* [Work instructions]:
1 – Reproduce a passage from the summary on Shannon and text compression, starting at the words "3Blue1Brown" and ending after the words "with sufficient context.".
2 – In the summary on Shannon and text compression, to about how many bits per character did Shannon estimate English could in principle be compressed?

* [Extract to read]:
:::::
3Blue1Brown
June 12, 2026
TL;DR
Claude Shannon discovered that English text compressibility depends on predictability, developing experimental methods to measure character probabilities and estimate that English can theoretically be compressed to about 1 bit per character with sufficient context.
“His idea was that this new string of text had fewer actual letters, but it carried the same information, in the sense that it should give just the right prompting for a duplicate of his wife to fill in the entire text.”
— Narrator describing Shannon's experiment
“His final estimate was that given at least 100 characters of context, English should, at least in principle, be compressible down to around 1 bit per character.”
— Narrator
“Today, more than 75 years later, the way we actually achieve compression close to this limit is not through merely probing at intelligence, but by making our best attempts to engineer it.”
— Narrator
1. Shannon's Problem with Short Sequences
Shannon recognized that tracking statistics of character sequences (like what follows 'TH') breaks down for longer sequences that rarely or never appear in sample texts, yet longer sequences provide crucial context for accurate prediction.
:::::
* [Extracted material]:

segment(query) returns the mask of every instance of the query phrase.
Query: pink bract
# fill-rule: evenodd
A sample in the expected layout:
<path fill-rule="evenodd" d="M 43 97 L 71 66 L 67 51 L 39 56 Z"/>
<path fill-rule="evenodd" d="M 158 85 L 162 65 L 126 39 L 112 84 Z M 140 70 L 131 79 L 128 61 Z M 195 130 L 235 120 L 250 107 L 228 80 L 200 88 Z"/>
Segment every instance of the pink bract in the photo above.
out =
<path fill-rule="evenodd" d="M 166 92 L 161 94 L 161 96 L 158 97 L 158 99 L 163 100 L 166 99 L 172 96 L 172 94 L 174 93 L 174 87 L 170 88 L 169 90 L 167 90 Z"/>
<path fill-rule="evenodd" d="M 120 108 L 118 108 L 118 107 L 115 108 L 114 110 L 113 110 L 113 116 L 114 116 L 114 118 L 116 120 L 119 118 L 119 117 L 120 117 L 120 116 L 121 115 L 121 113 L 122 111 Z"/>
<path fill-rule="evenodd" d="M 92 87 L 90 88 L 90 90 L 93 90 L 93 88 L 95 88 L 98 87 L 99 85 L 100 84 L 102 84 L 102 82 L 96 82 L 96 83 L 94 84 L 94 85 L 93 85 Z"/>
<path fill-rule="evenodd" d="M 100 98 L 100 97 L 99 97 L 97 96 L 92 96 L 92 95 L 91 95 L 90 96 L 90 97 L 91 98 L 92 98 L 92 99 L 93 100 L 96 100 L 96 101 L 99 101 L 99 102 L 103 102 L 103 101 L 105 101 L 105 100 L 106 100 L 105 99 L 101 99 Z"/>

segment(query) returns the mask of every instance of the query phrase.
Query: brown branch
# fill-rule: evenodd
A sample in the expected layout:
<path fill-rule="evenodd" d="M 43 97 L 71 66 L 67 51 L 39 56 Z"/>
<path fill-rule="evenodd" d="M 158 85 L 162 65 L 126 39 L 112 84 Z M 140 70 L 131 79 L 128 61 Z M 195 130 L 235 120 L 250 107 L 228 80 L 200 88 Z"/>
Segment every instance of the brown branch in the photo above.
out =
:::::
* [Answers provided]:
1 –
3Blue1Brown
June 12, 2026
TL;DR
Claude Shannon discovered that English text compressibility depends on predictability, developing experimental methods to measure character probabilities and estimate that English can theoretically be compressed to about 1 bit per character with sufficient context.

2 – About 1 bit per character.